====== Supplied data
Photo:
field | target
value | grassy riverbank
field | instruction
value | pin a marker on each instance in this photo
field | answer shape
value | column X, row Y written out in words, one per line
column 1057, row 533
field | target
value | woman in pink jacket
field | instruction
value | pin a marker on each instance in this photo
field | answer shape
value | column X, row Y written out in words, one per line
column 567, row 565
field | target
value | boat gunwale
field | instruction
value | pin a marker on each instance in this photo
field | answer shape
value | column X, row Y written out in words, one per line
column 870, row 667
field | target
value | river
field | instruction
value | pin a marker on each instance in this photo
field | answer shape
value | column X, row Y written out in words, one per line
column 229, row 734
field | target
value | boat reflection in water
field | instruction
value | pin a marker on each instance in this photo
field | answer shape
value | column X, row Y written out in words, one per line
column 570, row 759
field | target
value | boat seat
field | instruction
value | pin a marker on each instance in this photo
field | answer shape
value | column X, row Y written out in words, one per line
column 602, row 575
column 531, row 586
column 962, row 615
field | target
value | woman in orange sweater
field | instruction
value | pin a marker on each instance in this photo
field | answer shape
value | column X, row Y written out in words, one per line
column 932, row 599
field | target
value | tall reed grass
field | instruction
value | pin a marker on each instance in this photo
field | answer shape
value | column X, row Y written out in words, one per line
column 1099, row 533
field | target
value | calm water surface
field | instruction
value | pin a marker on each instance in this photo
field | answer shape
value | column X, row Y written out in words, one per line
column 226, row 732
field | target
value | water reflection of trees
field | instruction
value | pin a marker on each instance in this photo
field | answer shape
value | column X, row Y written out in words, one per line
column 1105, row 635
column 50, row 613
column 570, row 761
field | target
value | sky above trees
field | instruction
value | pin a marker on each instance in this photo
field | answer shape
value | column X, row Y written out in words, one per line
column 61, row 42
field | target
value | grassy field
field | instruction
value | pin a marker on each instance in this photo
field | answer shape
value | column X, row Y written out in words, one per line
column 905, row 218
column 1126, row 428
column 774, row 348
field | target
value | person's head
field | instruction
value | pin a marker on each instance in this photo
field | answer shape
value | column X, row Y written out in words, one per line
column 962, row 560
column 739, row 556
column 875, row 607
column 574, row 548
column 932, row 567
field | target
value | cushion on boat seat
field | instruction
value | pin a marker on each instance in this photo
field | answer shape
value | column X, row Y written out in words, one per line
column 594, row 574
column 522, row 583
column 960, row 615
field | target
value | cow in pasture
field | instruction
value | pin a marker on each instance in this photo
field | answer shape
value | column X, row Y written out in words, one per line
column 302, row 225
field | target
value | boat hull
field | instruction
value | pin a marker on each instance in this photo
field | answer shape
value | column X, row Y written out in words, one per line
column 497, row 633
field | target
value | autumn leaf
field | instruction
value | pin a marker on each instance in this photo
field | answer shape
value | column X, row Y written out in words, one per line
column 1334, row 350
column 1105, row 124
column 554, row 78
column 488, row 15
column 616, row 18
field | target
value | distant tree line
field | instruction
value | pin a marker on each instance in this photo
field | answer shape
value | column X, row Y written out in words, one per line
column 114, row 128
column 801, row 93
============
### Task requirements
Look through the data above and report every line in which "woman" appears.

### Written solution
value | woman in pink jacket
value | woman in orange sweater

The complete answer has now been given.